→ **Exercise prompt**
With no line left out, restate the data word for word.
......
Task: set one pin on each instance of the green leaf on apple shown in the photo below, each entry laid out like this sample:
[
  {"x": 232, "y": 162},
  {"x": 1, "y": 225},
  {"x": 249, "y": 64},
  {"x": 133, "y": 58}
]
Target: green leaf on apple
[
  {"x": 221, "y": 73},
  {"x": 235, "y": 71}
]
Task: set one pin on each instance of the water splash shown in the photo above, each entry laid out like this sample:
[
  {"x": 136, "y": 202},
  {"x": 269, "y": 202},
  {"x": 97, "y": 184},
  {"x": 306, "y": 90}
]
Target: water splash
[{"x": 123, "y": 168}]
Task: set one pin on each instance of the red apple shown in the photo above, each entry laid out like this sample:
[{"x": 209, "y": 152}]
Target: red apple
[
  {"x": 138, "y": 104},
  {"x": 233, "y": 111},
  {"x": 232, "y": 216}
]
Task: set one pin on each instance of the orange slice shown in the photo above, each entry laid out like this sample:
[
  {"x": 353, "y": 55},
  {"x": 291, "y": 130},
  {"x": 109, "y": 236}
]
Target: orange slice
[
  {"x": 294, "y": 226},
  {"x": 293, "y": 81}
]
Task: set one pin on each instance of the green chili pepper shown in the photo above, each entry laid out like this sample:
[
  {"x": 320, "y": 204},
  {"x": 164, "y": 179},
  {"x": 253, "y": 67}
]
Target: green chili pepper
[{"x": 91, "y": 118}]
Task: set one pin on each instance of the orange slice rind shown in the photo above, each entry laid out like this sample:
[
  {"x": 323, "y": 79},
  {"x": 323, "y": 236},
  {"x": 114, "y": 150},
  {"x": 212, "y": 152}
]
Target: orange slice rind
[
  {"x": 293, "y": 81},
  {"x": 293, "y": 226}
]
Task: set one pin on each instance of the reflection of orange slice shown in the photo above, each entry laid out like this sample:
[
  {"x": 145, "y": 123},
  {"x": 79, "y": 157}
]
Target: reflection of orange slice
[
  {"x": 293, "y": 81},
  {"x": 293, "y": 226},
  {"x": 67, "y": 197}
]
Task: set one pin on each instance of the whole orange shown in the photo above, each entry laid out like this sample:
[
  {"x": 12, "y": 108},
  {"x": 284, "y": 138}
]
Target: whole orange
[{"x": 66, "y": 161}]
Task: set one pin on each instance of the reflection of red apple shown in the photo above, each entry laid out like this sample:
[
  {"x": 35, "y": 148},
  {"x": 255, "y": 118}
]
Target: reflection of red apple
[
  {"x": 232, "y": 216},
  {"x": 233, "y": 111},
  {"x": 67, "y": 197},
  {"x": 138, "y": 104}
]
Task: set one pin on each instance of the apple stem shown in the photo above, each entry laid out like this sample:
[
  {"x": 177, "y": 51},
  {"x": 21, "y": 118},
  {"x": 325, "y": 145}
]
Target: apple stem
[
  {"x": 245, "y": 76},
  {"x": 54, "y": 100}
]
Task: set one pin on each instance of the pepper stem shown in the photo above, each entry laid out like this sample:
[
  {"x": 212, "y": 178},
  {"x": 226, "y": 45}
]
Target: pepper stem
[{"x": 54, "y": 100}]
......
→ **Reply**
Task: set one pin on each instance of the green leaf on apple shown in the photo below, each entry laid out like this sample:
[
  {"x": 232, "y": 162},
  {"x": 1, "y": 225},
  {"x": 249, "y": 64},
  {"x": 133, "y": 58}
]
Target: green leaf on apple
[
  {"x": 221, "y": 73},
  {"x": 235, "y": 71}
]
Task: set one pin on each instance of the water splash shown in the photo above, each entry laid out like this sample:
[
  {"x": 136, "y": 202},
  {"x": 269, "y": 202},
  {"x": 97, "y": 184},
  {"x": 306, "y": 90}
]
Target: water splash
[{"x": 123, "y": 168}]
Task: set one pin on each instance of the red apple shown in the photo above, each entry laid out like this sample:
[{"x": 209, "y": 152}]
Target: red apple
[
  {"x": 138, "y": 104},
  {"x": 233, "y": 111},
  {"x": 232, "y": 216}
]
Task: set one pin on each instance of the orange slice shown in the photo above, each entry laid out like this sample:
[
  {"x": 353, "y": 55},
  {"x": 291, "y": 130},
  {"x": 109, "y": 236}
]
Target: orange slice
[
  {"x": 294, "y": 226},
  {"x": 293, "y": 81}
]
Task: set one pin on each instance of the green chili pepper shown in the photo above, each entry laid out like this sample:
[
  {"x": 320, "y": 204},
  {"x": 164, "y": 179},
  {"x": 253, "y": 67}
]
Target: green chili pepper
[{"x": 91, "y": 118}]
Task: set one pin on each instance of the orange slice rind shown in the photo above, each entry laid out like this sample:
[
  {"x": 323, "y": 79},
  {"x": 323, "y": 236},
  {"x": 114, "y": 150},
  {"x": 212, "y": 152}
]
Target: orange slice rind
[
  {"x": 293, "y": 81},
  {"x": 293, "y": 226}
]
Task: set one pin on each instance of the reflection of orange slice shown in the photo above, each entry laid out like this sample:
[
  {"x": 145, "y": 123},
  {"x": 79, "y": 157}
]
Target: reflection of orange slice
[
  {"x": 293, "y": 81},
  {"x": 293, "y": 226},
  {"x": 67, "y": 197}
]
Task: set one pin on each instance of the whole orange shown in the photo above, each entry laid out like this sample:
[
  {"x": 12, "y": 108},
  {"x": 284, "y": 138}
]
Target: whole orange
[{"x": 66, "y": 161}]
Task: set one pin on each instance of the reflection of red apple shown in the photo above, each entry laid out like this sample:
[
  {"x": 35, "y": 148},
  {"x": 255, "y": 118}
]
Target: reflection of red apple
[
  {"x": 232, "y": 216},
  {"x": 233, "y": 111},
  {"x": 67, "y": 197},
  {"x": 138, "y": 104}
]
Task: set one pin on each instance of the apple stem shown in the photo above, each entry laid out like this sample:
[
  {"x": 177, "y": 51},
  {"x": 21, "y": 118},
  {"x": 325, "y": 145}
]
Target: apple stem
[
  {"x": 245, "y": 76},
  {"x": 54, "y": 100}
]
Task: set one pin on each instance of the pepper stem shown in the photo above, each entry laid out like this sample:
[
  {"x": 212, "y": 178},
  {"x": 226, "y": 45}
]
Target: pepper stem
[{"x": 54, "y": 100}]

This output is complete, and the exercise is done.